Count the lines of the material below that contain the word "banner". Reply with only that number.
— START MATERIAL FOR THE TASK —
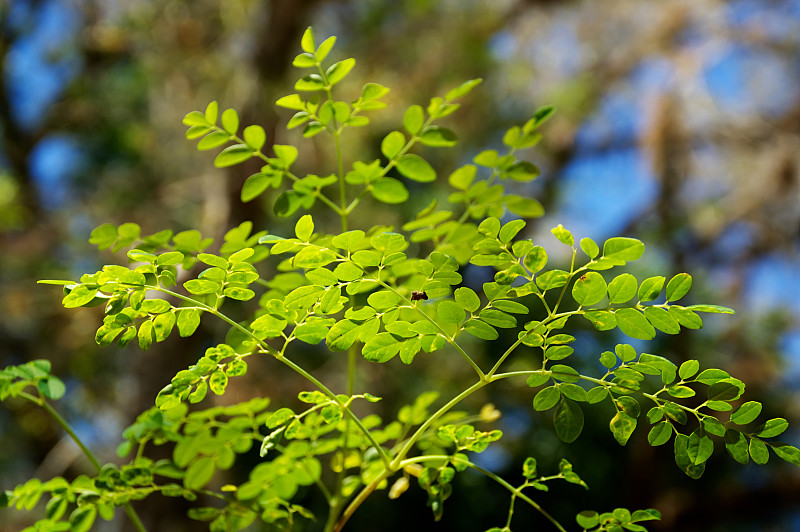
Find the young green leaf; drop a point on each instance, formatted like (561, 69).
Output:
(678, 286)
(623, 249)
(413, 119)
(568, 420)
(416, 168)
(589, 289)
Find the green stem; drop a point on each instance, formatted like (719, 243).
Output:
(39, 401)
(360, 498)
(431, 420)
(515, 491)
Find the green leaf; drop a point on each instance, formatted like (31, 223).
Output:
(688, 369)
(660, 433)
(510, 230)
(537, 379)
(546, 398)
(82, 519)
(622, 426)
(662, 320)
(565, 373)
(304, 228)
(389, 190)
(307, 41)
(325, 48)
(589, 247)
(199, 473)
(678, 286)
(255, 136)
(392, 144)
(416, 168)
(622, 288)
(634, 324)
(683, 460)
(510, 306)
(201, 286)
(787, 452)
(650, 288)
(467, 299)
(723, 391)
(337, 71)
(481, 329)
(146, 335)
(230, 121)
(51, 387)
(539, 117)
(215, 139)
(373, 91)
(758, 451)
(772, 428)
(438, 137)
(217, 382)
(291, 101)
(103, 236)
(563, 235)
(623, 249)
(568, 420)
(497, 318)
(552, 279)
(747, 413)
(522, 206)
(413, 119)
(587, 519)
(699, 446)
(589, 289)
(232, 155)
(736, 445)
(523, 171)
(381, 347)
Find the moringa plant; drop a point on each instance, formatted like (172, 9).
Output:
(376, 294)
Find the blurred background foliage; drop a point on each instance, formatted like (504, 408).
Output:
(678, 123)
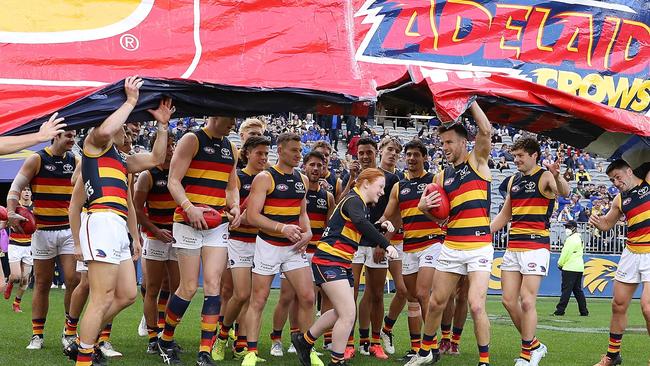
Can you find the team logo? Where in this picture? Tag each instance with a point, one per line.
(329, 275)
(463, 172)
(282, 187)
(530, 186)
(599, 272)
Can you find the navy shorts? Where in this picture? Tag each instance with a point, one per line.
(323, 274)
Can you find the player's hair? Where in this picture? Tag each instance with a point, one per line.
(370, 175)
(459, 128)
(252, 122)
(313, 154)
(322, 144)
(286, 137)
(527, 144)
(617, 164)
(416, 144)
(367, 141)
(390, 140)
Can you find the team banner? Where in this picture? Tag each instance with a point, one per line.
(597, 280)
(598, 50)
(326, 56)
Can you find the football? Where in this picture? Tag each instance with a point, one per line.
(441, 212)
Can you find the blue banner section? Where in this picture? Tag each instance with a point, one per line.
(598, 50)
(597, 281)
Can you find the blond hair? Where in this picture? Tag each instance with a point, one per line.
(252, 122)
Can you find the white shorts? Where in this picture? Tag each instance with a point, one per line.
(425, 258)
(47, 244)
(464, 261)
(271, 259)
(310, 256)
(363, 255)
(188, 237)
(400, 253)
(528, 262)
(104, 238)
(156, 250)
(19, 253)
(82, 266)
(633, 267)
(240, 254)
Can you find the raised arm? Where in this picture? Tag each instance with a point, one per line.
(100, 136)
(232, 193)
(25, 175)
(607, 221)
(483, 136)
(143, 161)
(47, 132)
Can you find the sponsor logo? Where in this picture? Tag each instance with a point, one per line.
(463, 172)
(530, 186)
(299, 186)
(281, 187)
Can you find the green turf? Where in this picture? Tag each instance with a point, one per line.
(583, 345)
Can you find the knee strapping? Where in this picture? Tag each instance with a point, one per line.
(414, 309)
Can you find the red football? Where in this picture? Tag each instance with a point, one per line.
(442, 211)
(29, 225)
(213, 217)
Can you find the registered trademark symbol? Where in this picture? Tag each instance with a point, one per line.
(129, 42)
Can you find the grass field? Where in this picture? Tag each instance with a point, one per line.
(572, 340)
— END MATERIAL FOR THE TASK —
— START MATERIAL FOR THE TASK —
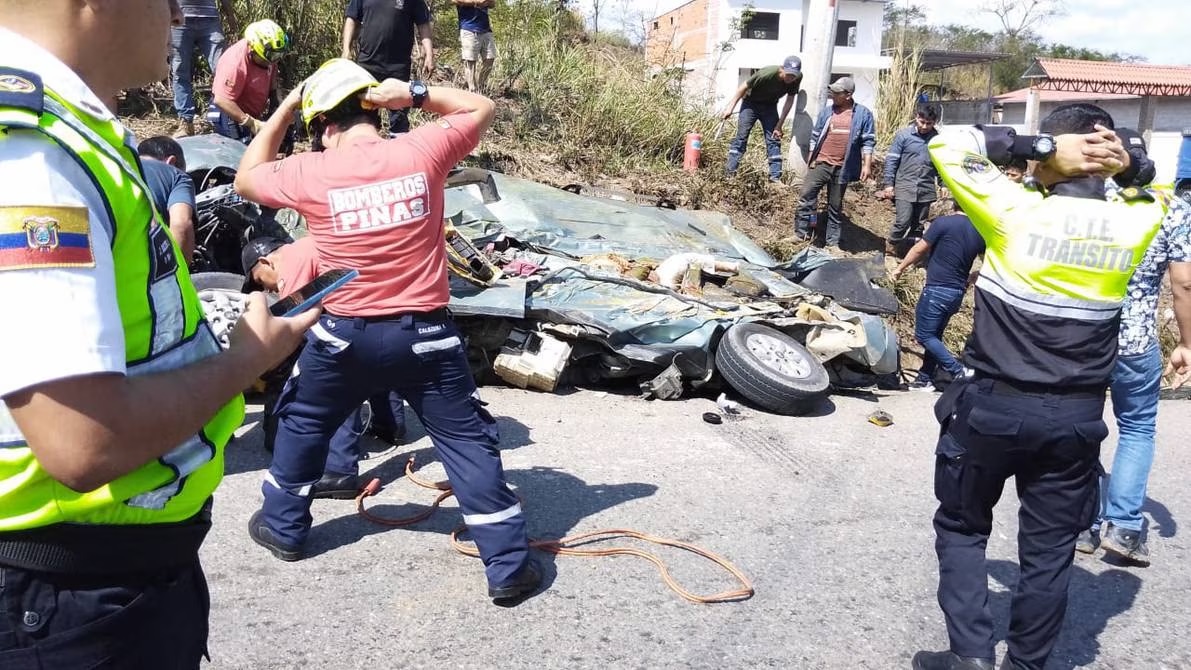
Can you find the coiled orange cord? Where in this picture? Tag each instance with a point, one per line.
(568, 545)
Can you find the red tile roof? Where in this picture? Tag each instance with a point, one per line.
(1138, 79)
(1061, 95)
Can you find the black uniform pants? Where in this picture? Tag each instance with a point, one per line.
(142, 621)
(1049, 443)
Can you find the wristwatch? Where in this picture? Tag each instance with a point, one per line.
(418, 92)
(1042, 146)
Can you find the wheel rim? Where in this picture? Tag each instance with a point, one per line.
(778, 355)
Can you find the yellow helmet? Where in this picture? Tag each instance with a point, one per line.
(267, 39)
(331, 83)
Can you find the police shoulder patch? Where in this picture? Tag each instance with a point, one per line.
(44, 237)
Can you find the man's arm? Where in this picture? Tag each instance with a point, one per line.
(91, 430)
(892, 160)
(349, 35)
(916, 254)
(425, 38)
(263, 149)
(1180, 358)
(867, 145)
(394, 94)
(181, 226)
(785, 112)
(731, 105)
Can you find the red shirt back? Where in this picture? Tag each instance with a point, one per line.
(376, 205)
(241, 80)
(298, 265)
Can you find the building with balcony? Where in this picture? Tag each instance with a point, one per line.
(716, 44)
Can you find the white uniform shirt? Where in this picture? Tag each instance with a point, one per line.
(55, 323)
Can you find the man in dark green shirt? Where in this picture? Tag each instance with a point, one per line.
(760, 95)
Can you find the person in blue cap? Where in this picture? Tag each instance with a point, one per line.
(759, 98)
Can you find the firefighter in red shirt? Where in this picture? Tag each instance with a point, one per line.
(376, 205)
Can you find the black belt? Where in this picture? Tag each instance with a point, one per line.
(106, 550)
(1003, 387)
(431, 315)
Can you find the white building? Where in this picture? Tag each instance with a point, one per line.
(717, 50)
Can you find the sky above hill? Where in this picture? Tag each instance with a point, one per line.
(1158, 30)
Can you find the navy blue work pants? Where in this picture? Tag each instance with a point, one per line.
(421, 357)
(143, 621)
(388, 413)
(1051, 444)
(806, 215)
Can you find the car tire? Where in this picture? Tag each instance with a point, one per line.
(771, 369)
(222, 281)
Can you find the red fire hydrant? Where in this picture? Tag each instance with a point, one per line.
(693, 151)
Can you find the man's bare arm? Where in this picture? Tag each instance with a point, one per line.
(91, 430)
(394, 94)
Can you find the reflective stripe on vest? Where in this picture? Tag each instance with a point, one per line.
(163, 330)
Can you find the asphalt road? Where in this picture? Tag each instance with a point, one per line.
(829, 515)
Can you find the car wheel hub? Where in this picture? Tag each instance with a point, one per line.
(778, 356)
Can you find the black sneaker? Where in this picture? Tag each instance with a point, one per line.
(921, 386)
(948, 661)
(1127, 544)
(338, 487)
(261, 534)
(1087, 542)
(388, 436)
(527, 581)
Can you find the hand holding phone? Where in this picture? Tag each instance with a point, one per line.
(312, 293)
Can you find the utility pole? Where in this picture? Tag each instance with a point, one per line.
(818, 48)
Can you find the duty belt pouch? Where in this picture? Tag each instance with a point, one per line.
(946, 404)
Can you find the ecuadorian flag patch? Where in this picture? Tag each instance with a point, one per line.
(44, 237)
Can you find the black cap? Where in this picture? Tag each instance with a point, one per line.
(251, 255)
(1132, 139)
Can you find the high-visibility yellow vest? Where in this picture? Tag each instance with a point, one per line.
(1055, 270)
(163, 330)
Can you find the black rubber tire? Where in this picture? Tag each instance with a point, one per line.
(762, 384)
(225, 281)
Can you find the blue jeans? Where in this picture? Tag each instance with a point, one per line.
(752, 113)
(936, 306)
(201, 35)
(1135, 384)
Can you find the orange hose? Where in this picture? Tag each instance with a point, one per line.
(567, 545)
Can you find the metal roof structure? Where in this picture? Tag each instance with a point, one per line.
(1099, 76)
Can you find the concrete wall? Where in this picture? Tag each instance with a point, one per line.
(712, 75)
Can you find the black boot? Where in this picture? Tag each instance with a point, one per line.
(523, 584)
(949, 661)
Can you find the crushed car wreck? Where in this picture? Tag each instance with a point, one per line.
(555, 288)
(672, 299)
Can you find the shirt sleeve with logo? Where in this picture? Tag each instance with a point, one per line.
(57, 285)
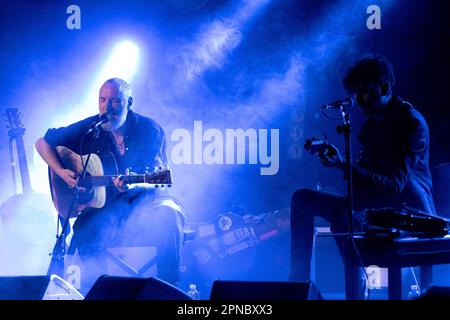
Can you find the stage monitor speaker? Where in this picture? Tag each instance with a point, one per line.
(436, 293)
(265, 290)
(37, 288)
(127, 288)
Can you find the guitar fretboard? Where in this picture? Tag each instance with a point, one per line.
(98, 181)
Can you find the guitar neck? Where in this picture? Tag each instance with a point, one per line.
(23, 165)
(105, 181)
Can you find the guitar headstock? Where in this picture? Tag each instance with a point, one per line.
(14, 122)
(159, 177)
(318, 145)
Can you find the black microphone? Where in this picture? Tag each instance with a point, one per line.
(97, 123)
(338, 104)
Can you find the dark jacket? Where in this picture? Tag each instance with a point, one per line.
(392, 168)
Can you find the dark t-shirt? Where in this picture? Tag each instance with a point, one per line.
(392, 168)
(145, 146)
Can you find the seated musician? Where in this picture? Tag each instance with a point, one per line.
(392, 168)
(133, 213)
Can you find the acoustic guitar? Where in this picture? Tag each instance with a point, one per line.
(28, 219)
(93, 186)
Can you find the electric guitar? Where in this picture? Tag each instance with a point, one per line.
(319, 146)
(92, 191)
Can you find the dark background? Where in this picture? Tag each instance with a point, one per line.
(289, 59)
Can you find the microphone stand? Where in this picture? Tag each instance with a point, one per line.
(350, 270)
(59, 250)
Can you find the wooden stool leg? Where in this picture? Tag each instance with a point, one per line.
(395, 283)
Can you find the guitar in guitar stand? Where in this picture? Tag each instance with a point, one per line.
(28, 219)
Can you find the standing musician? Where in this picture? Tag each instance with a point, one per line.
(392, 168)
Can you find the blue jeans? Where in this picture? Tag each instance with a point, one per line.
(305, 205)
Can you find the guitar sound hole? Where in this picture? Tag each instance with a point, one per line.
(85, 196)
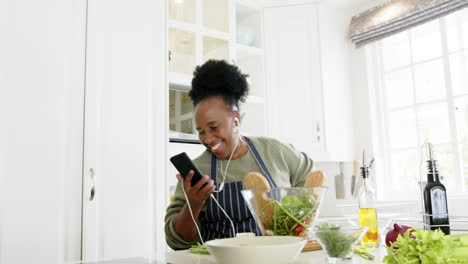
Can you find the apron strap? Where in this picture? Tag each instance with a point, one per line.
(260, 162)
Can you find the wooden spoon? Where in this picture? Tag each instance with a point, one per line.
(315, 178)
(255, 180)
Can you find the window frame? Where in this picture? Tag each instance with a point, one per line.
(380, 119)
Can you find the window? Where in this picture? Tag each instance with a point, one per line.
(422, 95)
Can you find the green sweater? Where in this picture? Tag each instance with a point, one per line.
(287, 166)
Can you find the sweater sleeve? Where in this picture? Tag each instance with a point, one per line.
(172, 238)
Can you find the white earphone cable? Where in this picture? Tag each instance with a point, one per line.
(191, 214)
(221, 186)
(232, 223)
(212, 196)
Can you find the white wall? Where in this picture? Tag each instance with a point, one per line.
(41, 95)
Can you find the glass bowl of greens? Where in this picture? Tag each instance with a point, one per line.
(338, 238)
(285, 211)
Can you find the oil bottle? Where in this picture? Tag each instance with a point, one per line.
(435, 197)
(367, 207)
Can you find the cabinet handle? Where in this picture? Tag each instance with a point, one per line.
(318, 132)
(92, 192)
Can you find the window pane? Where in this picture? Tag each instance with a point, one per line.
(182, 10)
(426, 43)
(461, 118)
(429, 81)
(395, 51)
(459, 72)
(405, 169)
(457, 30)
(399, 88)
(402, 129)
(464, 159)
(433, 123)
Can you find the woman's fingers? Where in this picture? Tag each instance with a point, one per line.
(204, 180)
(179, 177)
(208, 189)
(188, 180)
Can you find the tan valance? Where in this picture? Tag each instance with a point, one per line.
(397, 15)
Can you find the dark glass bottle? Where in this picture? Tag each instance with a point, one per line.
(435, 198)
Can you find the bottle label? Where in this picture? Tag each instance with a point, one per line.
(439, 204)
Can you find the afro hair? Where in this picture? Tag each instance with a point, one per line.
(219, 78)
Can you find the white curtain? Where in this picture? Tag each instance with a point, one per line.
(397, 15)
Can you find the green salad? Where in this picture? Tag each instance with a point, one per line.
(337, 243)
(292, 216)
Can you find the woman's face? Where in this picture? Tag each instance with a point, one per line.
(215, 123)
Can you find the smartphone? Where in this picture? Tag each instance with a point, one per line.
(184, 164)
— END MATERIAL FOR THE TASK —
— START MATERIAL FOR THE TASK —
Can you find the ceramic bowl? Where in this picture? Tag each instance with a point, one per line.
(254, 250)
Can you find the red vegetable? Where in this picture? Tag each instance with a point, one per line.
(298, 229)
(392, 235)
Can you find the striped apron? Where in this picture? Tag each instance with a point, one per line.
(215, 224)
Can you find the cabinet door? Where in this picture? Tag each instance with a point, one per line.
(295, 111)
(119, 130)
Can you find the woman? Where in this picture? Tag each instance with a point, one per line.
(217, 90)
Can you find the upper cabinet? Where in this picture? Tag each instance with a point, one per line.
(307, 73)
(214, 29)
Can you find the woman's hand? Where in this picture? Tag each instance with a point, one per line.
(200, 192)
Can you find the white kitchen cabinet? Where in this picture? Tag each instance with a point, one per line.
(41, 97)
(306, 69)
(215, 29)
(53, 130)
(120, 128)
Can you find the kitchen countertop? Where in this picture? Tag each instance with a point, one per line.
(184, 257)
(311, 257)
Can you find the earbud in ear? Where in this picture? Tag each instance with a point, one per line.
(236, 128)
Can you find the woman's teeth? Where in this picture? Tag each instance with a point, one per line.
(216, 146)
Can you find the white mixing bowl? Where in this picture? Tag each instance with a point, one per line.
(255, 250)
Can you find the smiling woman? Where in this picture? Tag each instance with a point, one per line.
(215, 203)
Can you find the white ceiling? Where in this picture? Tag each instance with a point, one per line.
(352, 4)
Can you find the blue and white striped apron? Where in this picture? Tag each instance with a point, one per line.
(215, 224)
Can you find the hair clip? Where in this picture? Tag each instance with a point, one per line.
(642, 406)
— END MATERIAL FOR THE TASK —
TASK RESULT:
2